» **Directions for this task**
Every record below should be printed exactly as given.

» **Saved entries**
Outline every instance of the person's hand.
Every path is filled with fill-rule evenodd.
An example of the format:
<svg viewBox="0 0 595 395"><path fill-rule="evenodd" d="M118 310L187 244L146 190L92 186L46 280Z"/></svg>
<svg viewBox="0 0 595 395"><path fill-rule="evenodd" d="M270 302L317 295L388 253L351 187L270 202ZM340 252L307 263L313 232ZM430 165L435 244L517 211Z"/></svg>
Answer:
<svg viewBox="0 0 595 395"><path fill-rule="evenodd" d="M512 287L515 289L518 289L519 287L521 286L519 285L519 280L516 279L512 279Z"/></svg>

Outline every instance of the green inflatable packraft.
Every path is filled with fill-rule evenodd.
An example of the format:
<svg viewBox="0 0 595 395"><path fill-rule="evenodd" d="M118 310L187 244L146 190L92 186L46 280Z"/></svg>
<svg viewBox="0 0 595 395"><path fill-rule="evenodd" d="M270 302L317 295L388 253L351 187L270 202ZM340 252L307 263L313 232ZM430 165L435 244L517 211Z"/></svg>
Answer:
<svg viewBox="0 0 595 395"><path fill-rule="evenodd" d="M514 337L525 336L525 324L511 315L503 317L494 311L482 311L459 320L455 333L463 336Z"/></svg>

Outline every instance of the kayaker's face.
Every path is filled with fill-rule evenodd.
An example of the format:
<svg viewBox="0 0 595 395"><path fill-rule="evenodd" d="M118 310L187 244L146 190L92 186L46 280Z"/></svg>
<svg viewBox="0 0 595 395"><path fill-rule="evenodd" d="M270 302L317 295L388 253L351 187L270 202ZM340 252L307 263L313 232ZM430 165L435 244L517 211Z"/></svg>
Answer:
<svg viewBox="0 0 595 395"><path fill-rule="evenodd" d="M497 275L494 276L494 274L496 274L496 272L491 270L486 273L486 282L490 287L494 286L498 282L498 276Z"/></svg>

» **Written reply**
Outline every instance of the person's hand.
Every path is filled with fill-rule evenodd.
An example of the format:
<svg viewBox="0 0 595 395"><path fill-rule="evenodd" d="M118 310L187 244L146 190L92 186L46 280Z"/></svg>
<svg viewBox="0 0 595 395"><path fill-rule="evenodd" d="M270 302L317 295L388 253L351 187L270 202ZM340 252L307 263L313 232ZM430 165L435 244L517 211Z"/></svg>
Answer:
<svg viewBox="0 0 595 395"><path fill-rule="evenodd" d="M512 287L515 289L518 289L519 287L521 286L519 285L519 280L516 279L512 279Z"/></svg>

Outline every instance of the green inflatable packraft.
Every path is filled with fill-rule evenodd.
An example of the format:
<svg viewBox="0 0 595 395"><path fill-rule="evenodd" d="M118 310L187 244L146 190L92 186L46 280Z"/></svg>
<svg viewBox="0 0 595 395"><path fill-rule="evenodd" d="M270 302L317 295L388 253L351 187L270 202ZM340 252L307 263L313 232ZM430 165L435 244L517 211Z"/></svg>
Answer:
<svg viewBox="0 0 595 395"><path fill-rule="evenodd" d="M514 337L525 336L525 324L511 315L503 317L494 311L482 311L459 320L455 333L463 336Z"/></svg>

Outline every instance of the kayaker's face.
Every path is filled with fill-rule evenodd.
An example of the format:
<svg viewBox="0 0 595 395"><path fill-rule="evenodd" d="M118 310L187 244L146 190L92 186L46 280Z"/></svg>
<svg viewBox="0 0 595 395"><path fill-rule="evenodd" d="M270 302L317 295L388 253L351 187L270 202ZM340 252L307 263L313 232ZM430 165L435 244L517 211Z"/></svg>
Answer:
<svg viewBox="0 0 595 395"><path fill-rule="evenodd" d="M497 275L494 276L494 274L496 274L496 272L491 270L486 273L486 282L490 287L494 286L498 282L498 276Z"/></svg>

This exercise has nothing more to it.